▸ What the task asks:
In the article on the Digital Innovation Hubs, reproduce the passage between "The Office for Life" and "unique business environment’.", inclusive, changing "clinical trials" to "medical research".

(Beginning of Text block)

Sir John Bell’s Life Sciences Industrial Strategy from August 2017 set out a vision to create up to five hubs covering regions of three to five million people that would enable access to primary, secondary, tertiary, social care and community data. The ultimate goal, however, is to cover ‘the whole of the UK’.

The programme is part of the Industrial Strategy Challenge Fund (ISCF) from data to early diagnosis and precision medicine challenge, managed by UK Research and Innovation (UKRI), bringing together world-leading research stakeholders to tackle major industrial and societal issues.

A spokesperson for HDR-UK confirmed that the new institute, led by Professor Andrew Morris, would ‘commence its leadership’ of the Digital Innovation Hub project in August this year, reporting to the ISCF programme board.  

“We will work in close collaboration with partners to deliver the Digital Innovation Hubs, including NHS England, NHS Digital, the National Institute of Health Research and equivalent bodies in the devolved administrations," the spokesperson added.

HDR-UK is already said to be working closely with the Local Health and Care Record Exemplar programme in England, through which three regions will receive up to £7.5m during the next two years in a bid to improve the availability and flow of health and care data.

“All Digital Innovation Hubs will operate within the highest standards of data security, privacy and ethical approval incorporating successful precedents that satisfy, inter alia, guidance provided by the Health Research Authority, Information Commissioner’s Office and National Data Guardian."

“It will comply with the new Data Protection Regulations, protecting data privacy and individual rights and representing the interests of users as well as the public and private sectors, with open membership, open book governance and accountability."

“Public engagement and trust will be essential,” HDR-UK told BJ-HC.

The Office for Life Sciences said the hubs would ‘enhance the UK’s global competitiveness in clinical trials' and create 'a unique business environment’.
HDR-UK declined to comment on the potential development of a national framework that would outline conditions for commercial value to be derived from these datasets, but confirmed that the hubs would ‘build on established models’.

The House of Commons Science and Technology Committee recently said that the Crown Commercial Service ‘should commission a review, from the Alan Turing Institute or other expert bodies, to set out a procurement model for algorithms developed with private sector partners which fully realises the value for the public sector’ in its latest report from the Algorithms in decision-making inquiry.

Detailed timelines on the Digital Innovation Hub programme will be provided later on this year.

(End of Text block)
(Beginning of Study material)

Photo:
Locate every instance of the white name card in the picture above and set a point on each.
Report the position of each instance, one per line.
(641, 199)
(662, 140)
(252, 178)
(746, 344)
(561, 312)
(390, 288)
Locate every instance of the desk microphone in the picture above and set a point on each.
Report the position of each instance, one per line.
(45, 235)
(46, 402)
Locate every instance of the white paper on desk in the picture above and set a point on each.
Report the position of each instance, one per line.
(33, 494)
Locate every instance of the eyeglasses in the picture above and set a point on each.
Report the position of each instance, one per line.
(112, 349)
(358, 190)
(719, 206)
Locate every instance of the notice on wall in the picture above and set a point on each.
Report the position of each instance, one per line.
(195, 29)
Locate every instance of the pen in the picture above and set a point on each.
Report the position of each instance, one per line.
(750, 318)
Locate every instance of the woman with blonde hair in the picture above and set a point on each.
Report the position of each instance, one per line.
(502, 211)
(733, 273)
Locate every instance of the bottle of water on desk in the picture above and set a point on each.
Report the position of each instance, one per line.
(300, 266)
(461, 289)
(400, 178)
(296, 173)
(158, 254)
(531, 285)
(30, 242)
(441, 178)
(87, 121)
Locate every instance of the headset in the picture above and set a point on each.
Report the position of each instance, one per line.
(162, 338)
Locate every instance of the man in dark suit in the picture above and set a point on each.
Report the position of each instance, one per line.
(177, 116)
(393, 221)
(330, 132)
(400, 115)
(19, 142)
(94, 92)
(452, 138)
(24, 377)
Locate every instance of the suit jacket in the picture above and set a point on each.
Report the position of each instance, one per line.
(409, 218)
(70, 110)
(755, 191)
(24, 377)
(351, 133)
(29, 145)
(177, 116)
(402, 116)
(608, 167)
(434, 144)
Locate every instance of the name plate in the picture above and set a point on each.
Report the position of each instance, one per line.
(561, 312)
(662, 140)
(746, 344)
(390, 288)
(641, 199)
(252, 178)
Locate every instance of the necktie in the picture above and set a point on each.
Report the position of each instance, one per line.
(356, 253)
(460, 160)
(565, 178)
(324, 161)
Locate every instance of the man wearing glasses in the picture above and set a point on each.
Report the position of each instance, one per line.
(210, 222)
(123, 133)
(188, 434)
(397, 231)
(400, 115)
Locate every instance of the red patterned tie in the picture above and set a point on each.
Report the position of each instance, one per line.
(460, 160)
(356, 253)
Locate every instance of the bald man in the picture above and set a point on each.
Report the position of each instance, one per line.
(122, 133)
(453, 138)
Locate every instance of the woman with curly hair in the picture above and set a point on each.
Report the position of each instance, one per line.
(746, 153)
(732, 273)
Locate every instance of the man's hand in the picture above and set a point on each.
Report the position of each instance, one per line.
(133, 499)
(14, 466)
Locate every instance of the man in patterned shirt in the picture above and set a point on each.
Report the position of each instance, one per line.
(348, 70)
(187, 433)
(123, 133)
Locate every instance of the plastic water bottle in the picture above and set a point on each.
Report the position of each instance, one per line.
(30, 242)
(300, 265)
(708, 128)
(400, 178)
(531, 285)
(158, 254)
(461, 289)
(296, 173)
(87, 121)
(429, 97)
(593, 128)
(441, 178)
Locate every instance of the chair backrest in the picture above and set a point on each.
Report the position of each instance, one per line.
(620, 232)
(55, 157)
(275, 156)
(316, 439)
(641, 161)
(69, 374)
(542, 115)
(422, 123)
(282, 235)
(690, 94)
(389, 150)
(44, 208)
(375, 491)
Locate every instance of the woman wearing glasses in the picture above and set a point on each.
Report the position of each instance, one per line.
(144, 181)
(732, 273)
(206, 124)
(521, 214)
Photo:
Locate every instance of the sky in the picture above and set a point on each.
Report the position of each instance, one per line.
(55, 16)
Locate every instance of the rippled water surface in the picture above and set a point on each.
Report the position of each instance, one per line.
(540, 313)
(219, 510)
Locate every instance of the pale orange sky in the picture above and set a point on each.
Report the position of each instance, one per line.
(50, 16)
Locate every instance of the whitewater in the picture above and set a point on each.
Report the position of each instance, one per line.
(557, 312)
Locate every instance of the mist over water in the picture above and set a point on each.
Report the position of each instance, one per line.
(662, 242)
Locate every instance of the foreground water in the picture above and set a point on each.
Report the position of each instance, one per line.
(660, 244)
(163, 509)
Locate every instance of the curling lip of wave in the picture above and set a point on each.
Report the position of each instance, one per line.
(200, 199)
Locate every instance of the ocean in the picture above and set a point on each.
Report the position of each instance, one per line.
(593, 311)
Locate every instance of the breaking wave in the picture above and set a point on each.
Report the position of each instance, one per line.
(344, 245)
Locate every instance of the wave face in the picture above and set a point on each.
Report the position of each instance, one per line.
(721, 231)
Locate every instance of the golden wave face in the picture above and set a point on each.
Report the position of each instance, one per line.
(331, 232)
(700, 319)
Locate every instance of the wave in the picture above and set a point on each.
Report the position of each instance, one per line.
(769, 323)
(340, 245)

(End of Study material)

▸ Written reply:
The Office for Life Sciences said the hubs would ‘enhance the UK’s global competitiveness in medical research' and create 'a unique business environment’.